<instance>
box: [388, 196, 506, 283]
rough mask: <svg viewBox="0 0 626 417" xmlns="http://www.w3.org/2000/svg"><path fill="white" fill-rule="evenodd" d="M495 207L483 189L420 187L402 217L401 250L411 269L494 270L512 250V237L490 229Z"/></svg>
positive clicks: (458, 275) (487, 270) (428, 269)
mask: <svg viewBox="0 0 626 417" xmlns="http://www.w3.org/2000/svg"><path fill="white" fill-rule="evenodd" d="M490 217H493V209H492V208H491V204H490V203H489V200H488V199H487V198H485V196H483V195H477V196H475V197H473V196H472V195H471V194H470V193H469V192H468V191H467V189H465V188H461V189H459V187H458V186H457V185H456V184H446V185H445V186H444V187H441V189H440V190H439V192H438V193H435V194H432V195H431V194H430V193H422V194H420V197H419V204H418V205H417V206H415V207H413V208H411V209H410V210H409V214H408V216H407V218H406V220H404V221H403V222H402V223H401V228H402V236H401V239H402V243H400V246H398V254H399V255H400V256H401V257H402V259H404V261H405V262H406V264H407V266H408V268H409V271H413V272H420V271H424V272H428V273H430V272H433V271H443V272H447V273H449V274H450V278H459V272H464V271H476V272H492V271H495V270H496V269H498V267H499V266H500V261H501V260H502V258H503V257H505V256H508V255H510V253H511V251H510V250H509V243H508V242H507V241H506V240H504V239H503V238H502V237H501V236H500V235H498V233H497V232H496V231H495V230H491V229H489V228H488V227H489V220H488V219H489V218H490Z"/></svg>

= = = = = = =

Line by line, the listing above is to be transcribed exactly.

Answer to this problem:
<instance>
box: [388, 196, 506, 283]
rough mask: <svg viewBox="0 0 626 417" xmlns="http://www.w3.org/2000/svg"><path fill="white" fill-rule="evenodd" d="M495 207L483 189L420 187L402 217L401 250L411 269L494 270L512 250V237L490 229Z"/></svg>
positive clicks: (458, 275) (487, 270) (428, 269)
mask: <svg viewBox="0 0 626 417" xmlns="http://www.w3.org/2000/svg"><path fill="white" fill-rule="evenodd" d="M490 217H493V209H492V208H491V204H490V203H489V200H488V199H487V198H485V196H483V195H477V196H475V197H473V196H472V195H471V194H470V193H469V192H468V191H467V189H465V188H461V189H459V187H458V186H457V185H456V184H446V185H445V186H444V187H441V189H440V190H439V192H438V193H435V194H432V195H431V194H430V193H422V194H420V197H419V204H418V205H417V206H415V207H413V208H411V209H410V210H409V214H408V216H407V218H406V220H404V221H403V222H402V223H401V228H402V236H401V239H402V243H400V246H398V254H399V255H400V256H401V257H402V259H404V261H405V262H406V264H407V266H408V268H409V271H413V272H420V271H424V272H428V273H430V272H433V271H443V272H447V273H449V274H450V278H459V272H464V271H476V272H492V271H495V270H496V269H498V267H499V266H500V261H501V260H502V258H503V257H505V256H508V255H510V253H511V251H510V250H509V243H508V242H507V241H506V240H504V239H503V238H502V237H501V236H500V235H498V233H497V232H496V231H495V230H491V229H489V228H488V227H489V220H488V219H489V218H490Z"/></svg>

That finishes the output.